WORK TASK
According to the following article on "Fighting Weight," what percentage of the estimated one-rep max usually serves as the reference for bodybuilding and shaping movements?

Of course you’ve heard of “Ideal Weight” and you’ve most likely used the term “Goal Weight.” Perhaps you’re even familiar with “Fighting Weight” in boxing and MMA. But how does something like “Fighting Weight” matter to us regular mortals? Good question. Glad you asked! Heh.
So why do we at Ronin Fitness of Richardson use the term “Fighting Weight” instead of “Goal Weight”?
A: It just sounds badass…we could stop there.
B: “Fighting Weight” implies a specific function. And since our training here most definitely has some “wax on, wax off” blended into our methods (surprise, surprise—more martial arts hidden in your martial arts training), it fits.
To give a little background: We use a certain weight standard to give our bodybuilding/shaping movements a point of reference. That reference is based on a PERCENTAGE (usually 65 to 75%) of the ESTIMATED 1 Rep Max standard on the Major Lifts (Bench, Deadlift, Squat, Overhead Press, 5RM Yates Row/Cheat Curl, 5RM Row, Power Clean, Weighted Pull-Up, Kettlebell Snatch). The standards for those lifts are based on relative bodyweight.
So for example, a 180-pound client should have an ESTIMATED 275-pound one-rep bench press. If he’s doing a few sets of 12, we’d have him working toward 175 to 205 pounds.
However great this key is (largely borrowed from the excellent MMA conditioning specialist Sabina Skala), it begins with the assumption that we’re working with highly conditioned athletes who are already at their perfect (sport-specific) bodyweight. Where does this leave us? We certainly can’t apply the same squat standards to a 200-pound man at 30% body fat versus one at 200 pounds and 15% body fat. The 15% guy could be left alone (although with some basic modifications, we can have him walking around at 9–10% and looking and feeling badass) and just base our lifting (and eating) standards as-is. As for the other one? We have to play some games.
For one thing, no matter how you want to look at it, 30% is overweight. The end. So it wouldn’t make sense to base his strength standards on his current weight. But what do we base his weights/target bodyweight on? This is the exact point where almost ALL of us get off on the wrong foot. This is the mental swamp of the “shoulds” and “ought tos” and “What I heard” where we more or less make wild guesses. Wolverine looks badass + Hugh Jackman weighs X = Google “the Wolverine workout” and then go fail.
I played this game for years. For most of those years, I just asked clients what they wanted and built their training around that. It worked pretty good—but I knew there was a missing piece, and it was driving me nuts. Successful or not, something felt off.
The real question was: How do we decide an ideal bodyweight that’s not based on hardcore athletes or stage-lean physique athletes? Where’s the standard for regular people who just need to be fundamentally, no-BS fit?

DATA FOR REVIEW
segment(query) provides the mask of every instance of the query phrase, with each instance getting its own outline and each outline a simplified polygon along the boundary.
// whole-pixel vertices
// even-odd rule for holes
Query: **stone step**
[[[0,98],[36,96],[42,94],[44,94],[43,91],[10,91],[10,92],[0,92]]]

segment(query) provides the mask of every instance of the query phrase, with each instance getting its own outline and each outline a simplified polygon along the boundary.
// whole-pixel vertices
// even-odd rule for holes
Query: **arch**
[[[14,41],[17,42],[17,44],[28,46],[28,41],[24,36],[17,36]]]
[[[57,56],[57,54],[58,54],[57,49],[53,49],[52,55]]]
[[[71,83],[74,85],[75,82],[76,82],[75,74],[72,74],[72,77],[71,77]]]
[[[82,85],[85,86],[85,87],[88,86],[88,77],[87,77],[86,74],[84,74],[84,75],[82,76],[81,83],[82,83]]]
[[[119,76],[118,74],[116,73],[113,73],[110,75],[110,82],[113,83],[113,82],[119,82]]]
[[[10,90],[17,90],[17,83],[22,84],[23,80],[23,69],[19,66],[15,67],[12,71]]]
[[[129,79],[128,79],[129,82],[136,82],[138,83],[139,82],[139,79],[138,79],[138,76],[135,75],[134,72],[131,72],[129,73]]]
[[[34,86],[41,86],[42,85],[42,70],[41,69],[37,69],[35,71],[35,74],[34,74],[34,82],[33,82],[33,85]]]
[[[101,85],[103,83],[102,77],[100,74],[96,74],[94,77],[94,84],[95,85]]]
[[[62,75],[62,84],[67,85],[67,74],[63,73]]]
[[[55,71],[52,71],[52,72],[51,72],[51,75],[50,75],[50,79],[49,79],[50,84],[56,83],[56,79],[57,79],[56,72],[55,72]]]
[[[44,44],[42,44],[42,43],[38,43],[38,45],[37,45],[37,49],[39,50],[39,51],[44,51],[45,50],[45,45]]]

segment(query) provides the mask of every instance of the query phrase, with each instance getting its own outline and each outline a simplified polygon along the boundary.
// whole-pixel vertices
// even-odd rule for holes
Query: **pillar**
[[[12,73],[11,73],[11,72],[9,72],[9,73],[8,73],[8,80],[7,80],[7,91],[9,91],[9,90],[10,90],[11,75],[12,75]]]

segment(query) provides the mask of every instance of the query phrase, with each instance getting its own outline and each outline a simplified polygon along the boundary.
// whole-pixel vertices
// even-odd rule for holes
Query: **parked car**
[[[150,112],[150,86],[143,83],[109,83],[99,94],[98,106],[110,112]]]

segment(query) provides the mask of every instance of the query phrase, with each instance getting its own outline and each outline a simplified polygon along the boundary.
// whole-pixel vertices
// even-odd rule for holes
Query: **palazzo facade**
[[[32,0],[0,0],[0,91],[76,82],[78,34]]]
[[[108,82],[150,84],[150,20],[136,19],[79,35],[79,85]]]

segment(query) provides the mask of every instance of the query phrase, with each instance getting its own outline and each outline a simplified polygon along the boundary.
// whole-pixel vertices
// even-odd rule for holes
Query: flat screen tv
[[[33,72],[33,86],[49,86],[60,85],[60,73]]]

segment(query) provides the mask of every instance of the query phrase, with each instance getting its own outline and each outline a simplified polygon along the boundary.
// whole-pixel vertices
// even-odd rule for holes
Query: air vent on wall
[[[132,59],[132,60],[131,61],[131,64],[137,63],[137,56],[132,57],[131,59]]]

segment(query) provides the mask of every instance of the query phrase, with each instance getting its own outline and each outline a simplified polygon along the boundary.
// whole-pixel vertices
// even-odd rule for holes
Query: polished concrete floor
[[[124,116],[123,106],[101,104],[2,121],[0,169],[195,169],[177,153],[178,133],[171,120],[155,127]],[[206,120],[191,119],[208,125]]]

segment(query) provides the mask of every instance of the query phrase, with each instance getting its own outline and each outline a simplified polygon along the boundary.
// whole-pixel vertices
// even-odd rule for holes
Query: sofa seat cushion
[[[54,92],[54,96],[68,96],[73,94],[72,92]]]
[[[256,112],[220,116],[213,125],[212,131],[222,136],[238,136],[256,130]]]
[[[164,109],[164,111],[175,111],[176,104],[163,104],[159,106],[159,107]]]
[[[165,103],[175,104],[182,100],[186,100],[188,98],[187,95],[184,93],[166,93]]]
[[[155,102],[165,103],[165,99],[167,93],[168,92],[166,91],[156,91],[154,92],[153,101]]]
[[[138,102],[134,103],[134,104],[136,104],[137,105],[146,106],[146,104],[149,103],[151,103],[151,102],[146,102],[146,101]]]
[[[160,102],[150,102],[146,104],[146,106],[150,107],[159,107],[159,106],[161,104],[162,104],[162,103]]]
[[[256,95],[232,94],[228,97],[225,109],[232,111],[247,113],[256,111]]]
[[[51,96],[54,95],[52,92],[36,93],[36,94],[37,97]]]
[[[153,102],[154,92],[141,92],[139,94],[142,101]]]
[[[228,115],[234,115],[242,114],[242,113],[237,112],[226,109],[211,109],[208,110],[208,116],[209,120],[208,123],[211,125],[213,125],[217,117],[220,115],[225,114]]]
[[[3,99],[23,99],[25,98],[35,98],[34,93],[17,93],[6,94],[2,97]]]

YOUR SOLUTION
Usually 65 to 75 percent.